Work required: Could you rescale the data below, from its very start through the line that contains "pixel 62 209", rewriting every line with each keypoint coordinate listed after "Keypoints:" multiplied by 0.6 and rounded to a whole number, with halves rounded up? Leave the labeling instructions and their sample coordinates unchanged, and omit the pictures from your answer.

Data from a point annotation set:
--*--

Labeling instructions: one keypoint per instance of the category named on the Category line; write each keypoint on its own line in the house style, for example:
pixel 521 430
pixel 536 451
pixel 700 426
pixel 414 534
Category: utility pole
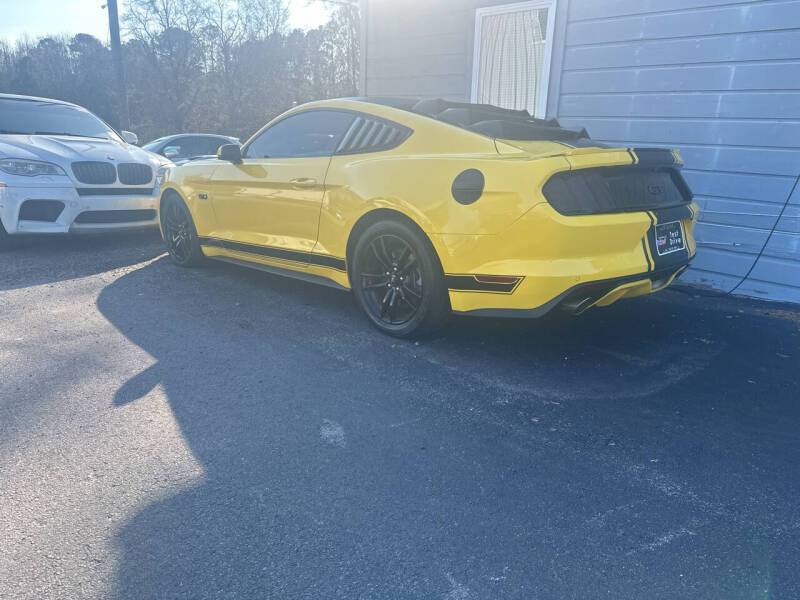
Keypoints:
pixel 119 65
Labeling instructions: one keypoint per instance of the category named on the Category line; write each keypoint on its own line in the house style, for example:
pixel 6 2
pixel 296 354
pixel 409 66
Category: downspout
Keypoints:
pixel 364 46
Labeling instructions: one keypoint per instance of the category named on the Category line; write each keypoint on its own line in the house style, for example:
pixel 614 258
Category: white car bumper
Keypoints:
pixel 62 209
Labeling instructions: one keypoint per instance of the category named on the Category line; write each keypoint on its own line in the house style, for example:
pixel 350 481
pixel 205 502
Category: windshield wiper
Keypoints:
pixel 65 133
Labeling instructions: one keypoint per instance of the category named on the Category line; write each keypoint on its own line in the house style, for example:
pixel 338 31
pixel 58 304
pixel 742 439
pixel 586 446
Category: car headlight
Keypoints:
pixel 29 168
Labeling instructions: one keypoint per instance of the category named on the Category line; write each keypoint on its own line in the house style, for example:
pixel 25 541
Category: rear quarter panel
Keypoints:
pixel 416 180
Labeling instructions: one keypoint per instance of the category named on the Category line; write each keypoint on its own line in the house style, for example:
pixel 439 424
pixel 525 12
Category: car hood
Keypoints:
pixel 65 149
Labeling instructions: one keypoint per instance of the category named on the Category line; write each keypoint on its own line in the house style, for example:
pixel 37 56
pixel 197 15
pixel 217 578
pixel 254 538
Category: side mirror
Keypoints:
pixel 130 137
pixel 231 153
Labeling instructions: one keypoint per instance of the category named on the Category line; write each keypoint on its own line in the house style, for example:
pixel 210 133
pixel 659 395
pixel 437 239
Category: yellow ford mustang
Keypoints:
pixel 427 207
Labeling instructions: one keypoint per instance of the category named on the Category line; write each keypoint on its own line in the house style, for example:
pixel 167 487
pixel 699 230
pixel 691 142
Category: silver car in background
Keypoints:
pixel 63 170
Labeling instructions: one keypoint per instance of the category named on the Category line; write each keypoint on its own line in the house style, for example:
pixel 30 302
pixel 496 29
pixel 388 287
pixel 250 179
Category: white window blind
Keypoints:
pixel 512 58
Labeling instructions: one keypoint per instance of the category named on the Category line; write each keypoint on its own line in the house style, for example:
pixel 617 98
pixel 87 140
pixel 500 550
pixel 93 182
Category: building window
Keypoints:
pixel 513 45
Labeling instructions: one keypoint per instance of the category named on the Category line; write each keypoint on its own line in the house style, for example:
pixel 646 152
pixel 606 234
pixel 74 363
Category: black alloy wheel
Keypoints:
pixel 398 282
pixel 180 234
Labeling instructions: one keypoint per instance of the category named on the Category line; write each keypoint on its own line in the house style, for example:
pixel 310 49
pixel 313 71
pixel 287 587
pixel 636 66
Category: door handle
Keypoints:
pixel 304 182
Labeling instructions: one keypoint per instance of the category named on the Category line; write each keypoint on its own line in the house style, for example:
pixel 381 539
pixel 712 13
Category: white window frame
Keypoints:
pixel 480 13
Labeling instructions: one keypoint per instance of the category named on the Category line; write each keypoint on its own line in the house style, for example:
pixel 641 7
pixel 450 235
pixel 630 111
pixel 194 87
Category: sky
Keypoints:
pixel 36 18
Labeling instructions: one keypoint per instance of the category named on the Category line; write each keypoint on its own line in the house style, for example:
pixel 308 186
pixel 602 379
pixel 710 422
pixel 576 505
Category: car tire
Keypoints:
pixel 180 233
pixel 398 280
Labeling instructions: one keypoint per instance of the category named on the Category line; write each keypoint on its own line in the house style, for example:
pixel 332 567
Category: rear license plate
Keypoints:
pixel 669 238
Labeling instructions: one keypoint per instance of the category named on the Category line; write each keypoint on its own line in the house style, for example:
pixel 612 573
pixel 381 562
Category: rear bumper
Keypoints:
pixel 67 212
pixel 584 296
pixel 572 262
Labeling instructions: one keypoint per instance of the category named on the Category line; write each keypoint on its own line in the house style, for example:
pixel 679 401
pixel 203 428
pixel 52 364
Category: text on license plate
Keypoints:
pixel 669 238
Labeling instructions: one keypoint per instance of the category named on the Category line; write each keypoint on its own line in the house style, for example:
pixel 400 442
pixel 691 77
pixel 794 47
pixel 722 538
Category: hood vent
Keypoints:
pixel 372 134
pixel 96 173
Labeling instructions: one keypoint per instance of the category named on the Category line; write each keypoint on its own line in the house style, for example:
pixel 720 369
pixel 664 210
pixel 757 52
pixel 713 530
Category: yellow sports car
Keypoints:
pixel 426 207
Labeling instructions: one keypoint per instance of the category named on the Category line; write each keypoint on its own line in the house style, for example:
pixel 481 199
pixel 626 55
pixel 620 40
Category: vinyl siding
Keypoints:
pixel 721 82
pixel 718 80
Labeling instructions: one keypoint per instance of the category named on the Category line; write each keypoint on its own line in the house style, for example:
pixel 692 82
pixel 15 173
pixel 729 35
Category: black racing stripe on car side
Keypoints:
pixel 468 283
pixel 646 256
pixel 322 260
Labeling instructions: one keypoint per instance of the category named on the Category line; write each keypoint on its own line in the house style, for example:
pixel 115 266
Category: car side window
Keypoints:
pixel 181 143
pixel 206 146
pixel 305 134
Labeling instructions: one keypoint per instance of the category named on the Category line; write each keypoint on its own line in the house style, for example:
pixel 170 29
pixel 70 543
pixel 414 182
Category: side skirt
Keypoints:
pixel 307 277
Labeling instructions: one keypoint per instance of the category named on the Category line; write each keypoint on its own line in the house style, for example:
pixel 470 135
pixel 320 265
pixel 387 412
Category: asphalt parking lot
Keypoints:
pixel 220 433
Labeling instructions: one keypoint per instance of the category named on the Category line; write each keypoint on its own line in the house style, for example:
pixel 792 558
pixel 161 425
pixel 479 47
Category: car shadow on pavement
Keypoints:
pixel 74 256
pixel 638 451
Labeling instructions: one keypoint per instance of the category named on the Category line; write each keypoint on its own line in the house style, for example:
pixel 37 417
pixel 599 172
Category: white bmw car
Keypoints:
pixel 63 170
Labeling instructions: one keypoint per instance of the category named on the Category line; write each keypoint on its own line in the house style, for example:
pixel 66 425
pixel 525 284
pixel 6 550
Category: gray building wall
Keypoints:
pixel 718 80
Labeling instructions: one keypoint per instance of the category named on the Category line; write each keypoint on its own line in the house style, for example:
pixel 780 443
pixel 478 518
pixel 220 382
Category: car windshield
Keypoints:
pixel 40 117
pixel 151 146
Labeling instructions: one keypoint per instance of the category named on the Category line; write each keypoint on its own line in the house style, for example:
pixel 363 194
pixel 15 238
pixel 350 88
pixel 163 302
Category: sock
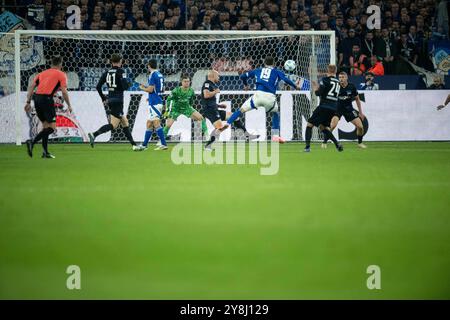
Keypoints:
pixel 234 116
pixel 126 131
pixel 276 121
pixel 48 132
pixel 147 137
pixel 40 135
pixel 308 135
pixel 160 133
pixel 105 128
pixel 166 130
pixel 238 123
pixel 204 127
pixel 214 135
pixel 330 136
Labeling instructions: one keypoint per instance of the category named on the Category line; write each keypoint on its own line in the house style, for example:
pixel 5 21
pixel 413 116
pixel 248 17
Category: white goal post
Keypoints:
pixel 192 52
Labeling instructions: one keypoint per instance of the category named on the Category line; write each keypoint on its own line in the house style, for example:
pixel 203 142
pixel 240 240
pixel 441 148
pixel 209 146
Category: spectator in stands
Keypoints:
pixel 347 46
pixel 420 20
pixel 442 18
pixel 358 62
pixel 407 49
pixel 438 84
pixel 385 48
pixel 367 44
pixel 369 83
pixel 377 67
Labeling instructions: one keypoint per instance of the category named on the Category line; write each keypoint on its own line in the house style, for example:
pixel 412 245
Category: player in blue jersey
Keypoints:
pixel 155 90
pixel 267 80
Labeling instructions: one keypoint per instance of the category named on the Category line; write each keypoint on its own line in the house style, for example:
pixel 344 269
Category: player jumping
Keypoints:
pixel 210 97
pixel 155 90
pixel 328 91
pixel 267 80
pixel 347 94
pixel 116 81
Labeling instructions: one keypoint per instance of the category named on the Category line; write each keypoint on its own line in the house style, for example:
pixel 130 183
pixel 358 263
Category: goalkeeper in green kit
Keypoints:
pixel 180 102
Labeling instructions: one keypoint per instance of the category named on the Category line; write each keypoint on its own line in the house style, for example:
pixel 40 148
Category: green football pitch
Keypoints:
pixel 141 227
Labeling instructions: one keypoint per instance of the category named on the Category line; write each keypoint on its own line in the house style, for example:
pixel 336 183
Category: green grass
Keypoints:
pixel 141 227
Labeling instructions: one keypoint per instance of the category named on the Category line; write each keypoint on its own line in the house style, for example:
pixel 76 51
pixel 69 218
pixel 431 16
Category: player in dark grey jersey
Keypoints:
pixel 347 95
pixel 328 92
pixel 116 81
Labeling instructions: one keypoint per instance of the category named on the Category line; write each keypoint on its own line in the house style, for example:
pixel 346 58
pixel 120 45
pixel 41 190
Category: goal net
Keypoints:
pixel 86 55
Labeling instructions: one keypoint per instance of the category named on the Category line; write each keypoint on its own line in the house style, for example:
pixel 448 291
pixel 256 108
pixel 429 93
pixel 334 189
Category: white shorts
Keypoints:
pixel 154 112
pixel 261 99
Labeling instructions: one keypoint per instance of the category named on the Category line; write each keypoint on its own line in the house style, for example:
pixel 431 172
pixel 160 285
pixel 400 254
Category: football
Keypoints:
pixel 290 65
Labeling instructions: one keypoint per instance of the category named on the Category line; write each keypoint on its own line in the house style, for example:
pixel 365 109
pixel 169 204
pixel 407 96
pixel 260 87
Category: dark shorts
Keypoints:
pixel 45 108
pixel 211 113
pixel 116 108
pixel 223 114
pixel 349 114
pixel 322 116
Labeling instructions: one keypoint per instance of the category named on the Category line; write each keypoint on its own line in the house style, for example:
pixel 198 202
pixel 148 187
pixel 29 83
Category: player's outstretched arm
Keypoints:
pixel 148 89
pixel 288 81
pixel 316 87
pixel 65 94
pixel 245 76
pixel 442 106
pixel 359 106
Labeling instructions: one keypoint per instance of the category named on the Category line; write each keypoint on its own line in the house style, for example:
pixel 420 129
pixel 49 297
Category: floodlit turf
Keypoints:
pixel 141 227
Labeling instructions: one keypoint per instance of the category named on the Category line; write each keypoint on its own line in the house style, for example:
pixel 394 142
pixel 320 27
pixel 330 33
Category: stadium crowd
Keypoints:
pixel 407 25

--*--

Task result:
Labeling instructions: one keypoint per instance of the category named on the Category line; write each keypoint on its own line in the house style, for example:
pixel 521 430
pixel 536 451
pixel 700 426
pixel 414 534
Category: utility pole
Keypoints:
pixel 71 39
Labeling instructions: one keypoint per instance of the category named on the Category line; write each keypoint on its own line in the house style, for example:
pixel 6 2
pixel 296 354
pixel 409 66
Category: downspout
Keypoints:
pixel 218 28
Labeling instructions: one keypoint per instance of the category named on the Category line; write each keypoint on its own line in the house style, for example:
pixel 614 258
Category: white car bumper
Keypoints:
pixel 37 125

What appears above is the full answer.